◆ **任务目标**
输出来源中的一段原文，从“Even in the”开始，到“contract for printf.”结束，一字不改。

◆ **来源**
+++
问题
Consider the following C program:
#include <stdio.h>
int main(){
int a =-1;
unsigned b=-1;
if(a==b)
printf("%d %d",a,b);
else
printf("Unequal");
return 0;
}
In the line printf("%d %d",a,b);, "%d" is used to print an unsigned type. Does this invoke undefined behavior and why?
回答1:
Although you are explicitly allowed to use the va_arg macro from <stdarg.h> to retrieve a parameter that was passed as an unsigned as an int (7.15.1.1/2), in the documentation for fprintf (7.19.6.1/9) which also applies to printf, it explicitly states that if any argument is not the correct type for the format specifier - for an unmodified %d, that is int - then the behaviour is not defined.
As @bdonlan notes in a comment, if the value of b (in this case 2^N - 1 for some N) is not representable in an int then it would be undefined behavior to attempt to access the value as an int using va_arg in any case. This would only work on platforms where the representation of an unsigned used at least one padding bit where the corresponding int representation had a sign bit.
Even in the case where the value of (unsigned)-1 can be represented in an int, I still read this as being technically undefined behavior. As part of the implementation, it would seem to be allowed for an implementation to use built in magic instead of va_args to access the parameters to printf and if you pass something as an unsigned where an int is required then you have technically violated the contract for printf.
+++
◆ **所给数据行**
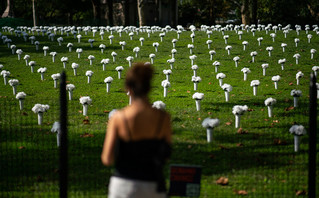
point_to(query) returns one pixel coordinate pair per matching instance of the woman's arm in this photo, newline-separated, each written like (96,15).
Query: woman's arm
(107,155)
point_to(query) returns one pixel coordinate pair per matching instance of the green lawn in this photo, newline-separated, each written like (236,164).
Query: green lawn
(261,161)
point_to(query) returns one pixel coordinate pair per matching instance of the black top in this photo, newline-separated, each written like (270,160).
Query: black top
(143,159)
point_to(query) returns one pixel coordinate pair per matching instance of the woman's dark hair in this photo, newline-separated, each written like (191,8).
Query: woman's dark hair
(138,79)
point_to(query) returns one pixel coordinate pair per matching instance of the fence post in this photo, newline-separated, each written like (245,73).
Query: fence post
(312,137)
(63,169)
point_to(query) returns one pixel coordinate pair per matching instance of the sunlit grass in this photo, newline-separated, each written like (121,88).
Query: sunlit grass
(262,161)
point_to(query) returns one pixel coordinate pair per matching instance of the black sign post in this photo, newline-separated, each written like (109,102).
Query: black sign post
(185,180)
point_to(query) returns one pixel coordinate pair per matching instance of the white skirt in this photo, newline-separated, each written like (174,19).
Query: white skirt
(129,188)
+++
◆ **书面解答**
Even in the case where the value of (unsigned)-1 can be represented in an int, I still read this as being technically undefined behavior. As part of the implementation, it would seem to be allowed for an implementation to use built in magic instead of va_args to access the parameters to printf and if you pass something as an unsigned where an int is required then you have technically violated the contract for printf.